--- Records for this exercise ---

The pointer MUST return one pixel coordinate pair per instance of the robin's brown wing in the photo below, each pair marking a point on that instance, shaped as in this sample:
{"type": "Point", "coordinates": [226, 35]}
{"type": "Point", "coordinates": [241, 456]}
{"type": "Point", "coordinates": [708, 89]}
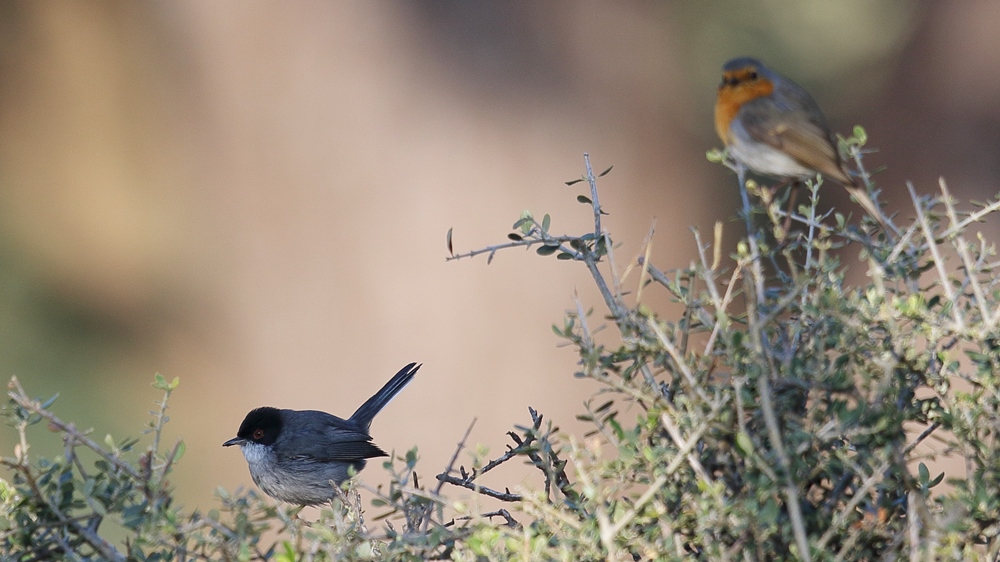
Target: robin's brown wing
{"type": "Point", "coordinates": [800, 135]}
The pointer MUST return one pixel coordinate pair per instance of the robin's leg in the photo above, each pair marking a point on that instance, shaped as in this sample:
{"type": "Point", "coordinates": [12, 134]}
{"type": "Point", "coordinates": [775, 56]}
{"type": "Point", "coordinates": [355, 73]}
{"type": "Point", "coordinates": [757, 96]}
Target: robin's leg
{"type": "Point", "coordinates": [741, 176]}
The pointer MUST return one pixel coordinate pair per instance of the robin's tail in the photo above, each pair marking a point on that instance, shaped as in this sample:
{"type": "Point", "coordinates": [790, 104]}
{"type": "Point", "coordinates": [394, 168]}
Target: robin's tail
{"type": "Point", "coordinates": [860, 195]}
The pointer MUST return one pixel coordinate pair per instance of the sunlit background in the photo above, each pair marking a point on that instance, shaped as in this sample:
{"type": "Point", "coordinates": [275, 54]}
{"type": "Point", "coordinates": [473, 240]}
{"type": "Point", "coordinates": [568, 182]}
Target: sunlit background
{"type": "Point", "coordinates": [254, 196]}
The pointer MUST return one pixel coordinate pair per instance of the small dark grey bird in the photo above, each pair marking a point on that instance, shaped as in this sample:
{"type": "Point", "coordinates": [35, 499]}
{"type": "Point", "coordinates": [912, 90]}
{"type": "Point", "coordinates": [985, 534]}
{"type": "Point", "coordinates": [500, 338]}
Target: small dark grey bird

---
--- Records for this exercise ---

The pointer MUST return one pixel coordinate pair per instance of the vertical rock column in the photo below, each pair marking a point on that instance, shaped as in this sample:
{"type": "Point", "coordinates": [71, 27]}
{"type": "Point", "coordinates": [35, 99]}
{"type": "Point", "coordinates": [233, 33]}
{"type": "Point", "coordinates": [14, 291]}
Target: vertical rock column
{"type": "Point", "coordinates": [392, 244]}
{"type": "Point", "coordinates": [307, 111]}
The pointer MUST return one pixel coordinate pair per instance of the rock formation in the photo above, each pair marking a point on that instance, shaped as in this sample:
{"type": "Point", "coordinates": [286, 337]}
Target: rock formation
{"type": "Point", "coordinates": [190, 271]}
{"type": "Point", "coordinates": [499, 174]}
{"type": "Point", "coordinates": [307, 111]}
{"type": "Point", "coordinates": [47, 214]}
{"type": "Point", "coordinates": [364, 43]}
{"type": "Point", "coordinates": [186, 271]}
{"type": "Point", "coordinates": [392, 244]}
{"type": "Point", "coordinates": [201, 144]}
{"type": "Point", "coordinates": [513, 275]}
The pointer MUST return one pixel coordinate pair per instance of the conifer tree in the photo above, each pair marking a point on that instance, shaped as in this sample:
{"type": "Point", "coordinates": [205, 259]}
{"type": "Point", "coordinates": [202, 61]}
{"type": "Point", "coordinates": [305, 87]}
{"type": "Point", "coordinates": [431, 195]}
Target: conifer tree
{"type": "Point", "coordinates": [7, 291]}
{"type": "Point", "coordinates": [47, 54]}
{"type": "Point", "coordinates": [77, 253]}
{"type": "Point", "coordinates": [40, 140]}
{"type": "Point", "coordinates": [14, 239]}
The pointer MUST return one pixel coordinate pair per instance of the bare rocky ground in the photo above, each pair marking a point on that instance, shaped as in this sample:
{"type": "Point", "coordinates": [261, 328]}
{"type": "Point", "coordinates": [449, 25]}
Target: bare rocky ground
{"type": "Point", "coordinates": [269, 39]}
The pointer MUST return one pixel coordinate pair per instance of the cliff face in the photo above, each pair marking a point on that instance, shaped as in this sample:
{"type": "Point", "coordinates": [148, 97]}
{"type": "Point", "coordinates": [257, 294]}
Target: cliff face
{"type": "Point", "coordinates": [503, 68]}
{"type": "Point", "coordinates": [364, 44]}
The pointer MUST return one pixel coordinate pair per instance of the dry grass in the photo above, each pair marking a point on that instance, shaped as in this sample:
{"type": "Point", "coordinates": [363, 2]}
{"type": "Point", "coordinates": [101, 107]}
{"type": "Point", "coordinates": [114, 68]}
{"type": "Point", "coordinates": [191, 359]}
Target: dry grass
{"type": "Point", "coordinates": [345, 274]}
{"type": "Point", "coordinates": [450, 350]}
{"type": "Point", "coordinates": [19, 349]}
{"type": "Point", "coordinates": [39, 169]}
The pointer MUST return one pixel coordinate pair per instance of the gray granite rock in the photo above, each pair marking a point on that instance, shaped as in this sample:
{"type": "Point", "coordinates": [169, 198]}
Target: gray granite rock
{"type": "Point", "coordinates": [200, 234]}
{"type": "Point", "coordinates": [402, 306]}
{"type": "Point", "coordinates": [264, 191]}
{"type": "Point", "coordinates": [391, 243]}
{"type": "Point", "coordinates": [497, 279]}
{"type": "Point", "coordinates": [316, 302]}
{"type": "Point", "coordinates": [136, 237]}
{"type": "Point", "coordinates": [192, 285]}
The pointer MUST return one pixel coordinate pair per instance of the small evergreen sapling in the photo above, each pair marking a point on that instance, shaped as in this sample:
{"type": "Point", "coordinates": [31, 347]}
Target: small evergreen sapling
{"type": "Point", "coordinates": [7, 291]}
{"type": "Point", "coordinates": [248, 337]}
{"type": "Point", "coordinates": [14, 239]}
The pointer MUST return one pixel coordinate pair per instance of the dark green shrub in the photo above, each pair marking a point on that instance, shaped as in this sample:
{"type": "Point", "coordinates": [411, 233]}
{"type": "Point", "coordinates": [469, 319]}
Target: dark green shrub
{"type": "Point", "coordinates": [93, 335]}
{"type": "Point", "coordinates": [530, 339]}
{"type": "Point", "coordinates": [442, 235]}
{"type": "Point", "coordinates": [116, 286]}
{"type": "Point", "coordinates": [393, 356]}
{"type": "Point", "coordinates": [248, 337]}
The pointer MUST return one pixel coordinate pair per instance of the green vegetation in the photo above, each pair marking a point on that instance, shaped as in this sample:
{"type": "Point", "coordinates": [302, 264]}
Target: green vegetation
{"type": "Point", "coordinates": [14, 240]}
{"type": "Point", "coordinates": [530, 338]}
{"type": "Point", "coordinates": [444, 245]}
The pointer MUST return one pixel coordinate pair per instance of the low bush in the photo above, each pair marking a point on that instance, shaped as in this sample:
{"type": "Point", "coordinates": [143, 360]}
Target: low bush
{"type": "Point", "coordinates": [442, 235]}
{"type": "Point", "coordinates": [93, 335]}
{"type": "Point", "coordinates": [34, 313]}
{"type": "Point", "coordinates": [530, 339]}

---

Written request — Retype everything from the line containing "the robin's brown" down to the line containing "Target: small dark grey bird", including both of those lines. Leave the pictures out of your copy.

Output below —
The pointer MUST return one pixel coordinate pair per instance of the robin's brown wing in the photo below, each pair marking a point on that instance, shaped as in this sample:
{"type": "Point", "coordinates": [226, 35]}
{"type": "Point", "coordinates": [241, 456]}
{"type": "Point", "coordinates": [708, 89]}
Target: robin's brown wing
{"type": "Point", "coordinates": [800, 135]}
The pointer MUST return one pixel coordinate pair per instance of the robin's leg in the photo above, each pair marking a point on that instance, shaped as in this sample:
{"type": "Point", "coordinates": [12, 134]}
{"type": "Point", "coordinates": [775, 56]}
{"type": "Point", "coordinates": [355, 73]}
{"type": "Point", "coordinates": [757, 96]}
Target: robin's leg
{"type": "Point", "coordinates": [741, 176]}
The pointer MUST return one pixel coordinate pair per instance of the robin's tail in the photo above, each pair marking a point on that instance, shaped as in this sample:
{"type": "Point", "coordinates": [790, 104]}
{"type": "Point", "coordinates": [394, 168]}
Target: robin's tail
{"type": "Point", "coordinates": [860, 195]}
The pointer MUST return one pixel coordinate pair per instance of the sunlit background in the photo above, each pair marking a point on that instance, shaped as in this sample:
{"type": "Point", "coordinates": [275, 54]}
{"type": "Point", "coordinates": [473, 240]}
{"type": "Point", "coordinates": [568, 182]}
Target: sunlit background
{"type": "Point", "coordinates": [254, 196]}
The pointer MUST return one pixel coordinate pair per instance of the small dark grey bird in the photo above, each pair marking a point on that instance, shaped as in this sample:
{"type": "Point", "coordinates": [35, 499]}
{"type": "Point", "coordinates": [912, 90]}
{"type": "Point", "coordinates": [985, 534]}
{"type": "Point", "coordinates": [500, 338]}
Target: small dark grey bird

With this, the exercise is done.